_Zu erledigen_
A - Fasse im Auszug den Absatz, der mit „Das Publikum rächt sich durch Gleichgültigkeit“ beginnt, als kurze Stichpunktliste zusammen.
B - Aktualisiere in den Einträgen alles vom Anfang bis einschließlich der Zeile mit „note: each ring“. Ersetze darin „instance“ durch „object“ und gib nur diese Zeilen zurück, sonst unverändert.

So ist es schließlich nicht zu verwundern, wenn sie ihre innere und äußere Vereinsamung als das notwendige Martyrium des Künstlertums auffassen und zu dem Schluss gelangen, die Kunst sei eigentlich nur für die Künstler, wenn sie mit zorniger Verachtung auf ihre Genossen hinabsehen, die sich auf das niedrige Niveau des Publikums hinablassen, um für ihre Werke den Markt zu haben, wenn sie sich in einsamer Höhe über ihrer Zeit fühlen, die nicht fähig ist, zu verstehen, was sie wollen.

HERMANN STEINFURTH
ERNST HARZEN
KUNSTHALLE

Das Publikum rächt sich durch Gleichgültigkeit, oder es sieht den Künstler, der einsam seines Weges wandelt, als einen Ausgestoßenen oder Verrückten an, auch wohl als einen Umstürzler, gegen den man mit Feuer und Schwert vorzugehen hat. Jede Härte, jede Rücksichtslosigkeit, ja jede Rohheit im Urteil erscheint ihm zulässig oder gar geboten, und der Gedanke, eine Fehlerquelle in der eigenen Unzulänglichkeit zu suchen, liegt ihm meilenfern.

Ich habe es erlebt, dass ein bedeutender Forscher, der in seiner wissenschaftlichen Arbeit mit peinlicher Ehrlichkeit und Sorgfalt umgeht, der es für eine Sünde halten würde, ein Urteil zu fällen, ehe er alle denkbaren Fehlerquellen untersucht hat, auch die in dem geistigen und sinnlichen Apparat seiner Individualität liegenden, dass dieser in seinem Fach gerechte und vorsichtige Mann, dem ich in einem heftigen Disput über ein Kunstwerk, das er verurteilte, ohne es gesehen zu haben, nahe legte, es doch einmal selber zu betrachten, mir entgegnete: er würde sich hüten, seine Meinung stehe fest.

_Datensätze_
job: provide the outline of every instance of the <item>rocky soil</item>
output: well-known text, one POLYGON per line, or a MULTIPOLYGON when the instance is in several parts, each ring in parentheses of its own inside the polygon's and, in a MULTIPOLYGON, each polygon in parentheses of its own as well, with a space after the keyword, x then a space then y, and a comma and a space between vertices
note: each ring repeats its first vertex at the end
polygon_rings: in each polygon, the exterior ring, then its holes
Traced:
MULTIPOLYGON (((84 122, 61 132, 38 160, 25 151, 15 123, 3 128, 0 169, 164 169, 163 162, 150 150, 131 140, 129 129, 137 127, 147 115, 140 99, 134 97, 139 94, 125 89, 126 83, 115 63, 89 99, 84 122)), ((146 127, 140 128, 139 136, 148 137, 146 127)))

_Die Ergebnisse_
A -
- Das Publikum reagiert auf den Künstler, der einsam seinen Weg geht, mit Gleichgültigkeit.
- Oder es hält ihn für einen Ausgestoßenen, einen Verrückten oder einen Umstürzler, gegen den mit Feuer und Schwert vorzugehen sei.
- Jede Härte, Rücksichtslosigkeit und Rohheit im Urteil erscheint ihm zulässig oder sogar geboten.
- Eine Fehlerquelle in der eigenen Unzulänglichkeit zu suchen, liegt ihm völlig fern.

B -
job: provide the outline of every object of the <item>rocky soil</item>
output: well-known text, one POLYGON per line, or a MULTIPOLYGON when the object is in several parts, each ring in parentheses of its own inside the polygon's and, in a MULTIPOLYGON, each polygon in parentheses of its own as well, with a space after the keyword, x then a space then y, and a comma and a space between vertices
note: each ring repeats its first vertex at the end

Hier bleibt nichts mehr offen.